YOUR TASK — Give back all of the records exactly.

DATA EXTRACT —
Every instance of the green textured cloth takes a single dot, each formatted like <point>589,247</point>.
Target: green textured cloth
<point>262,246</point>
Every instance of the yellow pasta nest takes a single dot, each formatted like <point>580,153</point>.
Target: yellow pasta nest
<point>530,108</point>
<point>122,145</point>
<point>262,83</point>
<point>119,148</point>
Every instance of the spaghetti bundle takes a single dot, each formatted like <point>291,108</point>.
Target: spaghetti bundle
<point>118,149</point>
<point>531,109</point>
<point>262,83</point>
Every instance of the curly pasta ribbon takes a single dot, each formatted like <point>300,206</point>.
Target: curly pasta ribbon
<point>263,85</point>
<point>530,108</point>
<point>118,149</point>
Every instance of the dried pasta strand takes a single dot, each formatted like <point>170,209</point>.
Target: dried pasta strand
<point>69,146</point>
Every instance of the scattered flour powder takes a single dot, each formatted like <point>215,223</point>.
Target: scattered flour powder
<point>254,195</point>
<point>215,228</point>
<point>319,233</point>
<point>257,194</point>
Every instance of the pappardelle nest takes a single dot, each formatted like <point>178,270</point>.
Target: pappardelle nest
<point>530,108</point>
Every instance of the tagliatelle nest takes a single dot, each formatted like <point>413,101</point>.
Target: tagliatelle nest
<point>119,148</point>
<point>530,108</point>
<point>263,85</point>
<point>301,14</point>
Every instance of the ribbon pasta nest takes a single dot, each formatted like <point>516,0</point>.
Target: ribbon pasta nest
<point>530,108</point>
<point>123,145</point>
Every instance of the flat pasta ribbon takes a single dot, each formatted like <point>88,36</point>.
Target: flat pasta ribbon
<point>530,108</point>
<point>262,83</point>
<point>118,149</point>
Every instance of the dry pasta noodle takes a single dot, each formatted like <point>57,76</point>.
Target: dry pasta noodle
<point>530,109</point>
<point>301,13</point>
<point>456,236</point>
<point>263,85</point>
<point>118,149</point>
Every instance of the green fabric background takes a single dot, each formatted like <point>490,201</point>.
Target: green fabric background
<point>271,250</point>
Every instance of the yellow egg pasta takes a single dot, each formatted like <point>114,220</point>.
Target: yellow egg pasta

RESULT FOR THIS EXERCISE —
Every instance of the green textured cloth takes a single dot, each formatted like <point>589,247</point>.
Target: green textured cloth
<point>262,246</point>
Every instance of the yellow pasta nest takes a single dot, each formatted like <point>580,153</point>.
Target: yellow pasta nest
<point>530,108</point>
<point>122,145</point>
<point>262,83</point>
<point>119,148</point>
Every instance of the spaghetti bundle takes a single dot, each formatted like <point>291,108</point>.
Target: spaghetti bundle
<point>118,149</point>
<point>531,109</point>
<point>262,83</point>
Every instance of the curly pasta ribbon takes a single dot, each formatted like <point>300,206</point>.
Target: curly pasta ribbon
<point>263,85</point>
<point>530,108</point>
<point>118,149</point>
Every instance of the dried pasta strand takes a single dot, each formatted like <point>170,209</point>.
Target: dried pasta strand
<point>69,146</point>
Every instance of the scattered flour powder takes a single dot, each formatted like <point>215,223</point>.
Target: scattered flour powder
<point>254,195</point>
<point>215,228</point>
<point>319,233</point>
<point>257,194</point>
Every instance of the pappardelle nest takes a single dot, each formatted like <point>178,270</point>.
Target: pappardelle nest
<point>530,108</point>
Every instance of the tagliatelle nest takes a single dot, each formatted like <point>413,101</point>.
Target: tagliatelle nest
<point>119,148</point>
<point>530,108</point>
<point>263,85</point>
<point>301,14</point>
Every instance of the ribbon pasta nest takes a single dot, each formatted like <point>516,0</point>.
Target: ribbon pasta nest
<point>530,108</point>
<point>123,145</point>
Every instance of the flat pasta ribbon takes a single dot, each formatted like <point>88,36</point>.
Target: flat pasta ribbon
<point>530,108</point>
<point>262,83</point>
<point>118,149</point>
Every instance of the dry pasta noodle takes a single dot, each formatted like <point>57,76</point>.
Target: dry pasta noodle
<point>530,109</point>
<point>301,13</point>
<point>456,236</point>
<point>263,85</point>
<point>118,149</point>
Every instance of the green fabric background takes a single dot, each formatted like <point>490,201</point>.
Target: green fabric background
<point>271,250</point>
Every instance of the yellow egg pasta takes a single dot, each formatted like <point>114,220</point>.
Target: yellow egg pasta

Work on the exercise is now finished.